Saved data entries
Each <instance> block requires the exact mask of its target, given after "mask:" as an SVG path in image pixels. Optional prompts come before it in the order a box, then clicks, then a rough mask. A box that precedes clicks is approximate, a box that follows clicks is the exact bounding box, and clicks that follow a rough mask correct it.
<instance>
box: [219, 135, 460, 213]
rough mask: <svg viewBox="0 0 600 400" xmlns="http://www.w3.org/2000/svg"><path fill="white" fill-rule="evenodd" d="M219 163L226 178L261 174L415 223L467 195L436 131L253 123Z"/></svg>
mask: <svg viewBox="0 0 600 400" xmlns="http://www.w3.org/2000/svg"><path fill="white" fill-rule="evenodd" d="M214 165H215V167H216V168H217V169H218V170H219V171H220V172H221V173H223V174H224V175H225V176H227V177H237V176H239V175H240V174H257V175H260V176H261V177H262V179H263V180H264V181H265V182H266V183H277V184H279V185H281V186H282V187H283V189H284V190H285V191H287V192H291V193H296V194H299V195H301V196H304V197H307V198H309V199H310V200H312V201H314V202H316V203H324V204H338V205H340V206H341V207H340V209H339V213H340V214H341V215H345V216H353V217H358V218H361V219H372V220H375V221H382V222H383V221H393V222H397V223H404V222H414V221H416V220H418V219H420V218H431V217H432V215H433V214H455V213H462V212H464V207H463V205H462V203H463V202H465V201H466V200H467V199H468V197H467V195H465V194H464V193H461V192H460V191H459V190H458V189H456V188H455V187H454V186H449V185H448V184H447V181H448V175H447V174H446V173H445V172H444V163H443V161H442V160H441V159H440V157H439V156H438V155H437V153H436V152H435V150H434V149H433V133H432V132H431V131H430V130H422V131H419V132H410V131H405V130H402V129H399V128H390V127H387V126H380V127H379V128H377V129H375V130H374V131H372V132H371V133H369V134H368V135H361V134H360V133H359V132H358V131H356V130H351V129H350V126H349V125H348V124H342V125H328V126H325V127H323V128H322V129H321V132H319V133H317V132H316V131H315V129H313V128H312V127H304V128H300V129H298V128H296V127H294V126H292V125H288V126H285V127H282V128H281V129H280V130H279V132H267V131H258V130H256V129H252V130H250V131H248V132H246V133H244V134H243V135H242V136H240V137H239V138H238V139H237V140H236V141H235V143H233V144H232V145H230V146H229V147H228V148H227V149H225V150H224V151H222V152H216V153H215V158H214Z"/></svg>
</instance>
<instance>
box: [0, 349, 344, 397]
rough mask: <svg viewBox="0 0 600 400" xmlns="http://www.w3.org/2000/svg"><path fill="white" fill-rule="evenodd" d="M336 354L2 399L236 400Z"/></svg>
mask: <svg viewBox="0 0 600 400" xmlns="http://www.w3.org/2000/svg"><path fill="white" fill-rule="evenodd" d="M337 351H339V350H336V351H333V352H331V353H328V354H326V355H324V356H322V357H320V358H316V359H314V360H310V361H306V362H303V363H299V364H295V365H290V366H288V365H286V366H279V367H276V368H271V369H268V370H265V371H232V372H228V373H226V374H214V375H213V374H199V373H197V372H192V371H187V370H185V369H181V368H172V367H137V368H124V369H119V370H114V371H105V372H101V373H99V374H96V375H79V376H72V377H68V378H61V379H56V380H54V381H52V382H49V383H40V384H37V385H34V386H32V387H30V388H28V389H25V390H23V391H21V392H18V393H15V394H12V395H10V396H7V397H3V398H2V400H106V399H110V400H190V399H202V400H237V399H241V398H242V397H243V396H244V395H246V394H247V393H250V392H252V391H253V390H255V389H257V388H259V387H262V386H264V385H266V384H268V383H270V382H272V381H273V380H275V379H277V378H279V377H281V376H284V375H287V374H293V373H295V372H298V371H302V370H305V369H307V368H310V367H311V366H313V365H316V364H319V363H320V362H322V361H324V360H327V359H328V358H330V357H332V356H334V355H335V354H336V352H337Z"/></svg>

What you are asked to do:
Only the lines from the one holding "</instance>" through the final line of the entries, both included, should be given again, word for word.

Completed task:
</instance>
<instance>
box: [0, 349, 344, 397]
rough mask: <svg viewBox="0 0 600 400" xmlns="http://www.w3.org/2000/svg"><path fill="white" fill-rule="evenodd" d="M336 354L2 399L236 400Z"/></svg>
mask: <svg viewBox="0 0 600 400" xmlns="http://www.w3.org/2000/svg"><path fill="white" fill-rule="evenodd" d="M337 351H339V350H336V351H333V352H331V353H328V354H326V355H324V356H322V357H320V358H316V359H314V360H310V361H306V362H303V363H299V364H295V365H290V366H288V365H286V366H279V367H276V368H271V369H268V370H265V371H232V372H228V373H226V374H214V375H213V374H199V373H197V372H192V371H187V370H185V369H181V368H172V367H137V368H124V369H119V370H114V371H105V372H101V373H99V374H96V375H79V376H72V377H68V378H61V379H56V380H54V381H52V382H49V383H40V384H37V385H34V386H32V387H30V388H28V389H25V390H23V391H21V392H18V393H15V394H12V395H10V396H7V397H3V398H2V400H106V399H110V400H190V399H202V400H237V399H241V398H242V397H243V396H244V395H246V394H247V393H250V392H252V391H253V390H255V389H257V388H259V387H262V386H264V385H266V384H268V383H270V382H272V381H273V380H275V379H277V378H279V377H281V376H284V375H287V374H293V373H295V372H298V371H302V370H305V369H307V368H310V367H311V366H313V365H316V364H319V363H320V362H322V361H324V360H327V359H328V358H330V357H332V356H334V355H335V354H336V352H337Z"/></svg>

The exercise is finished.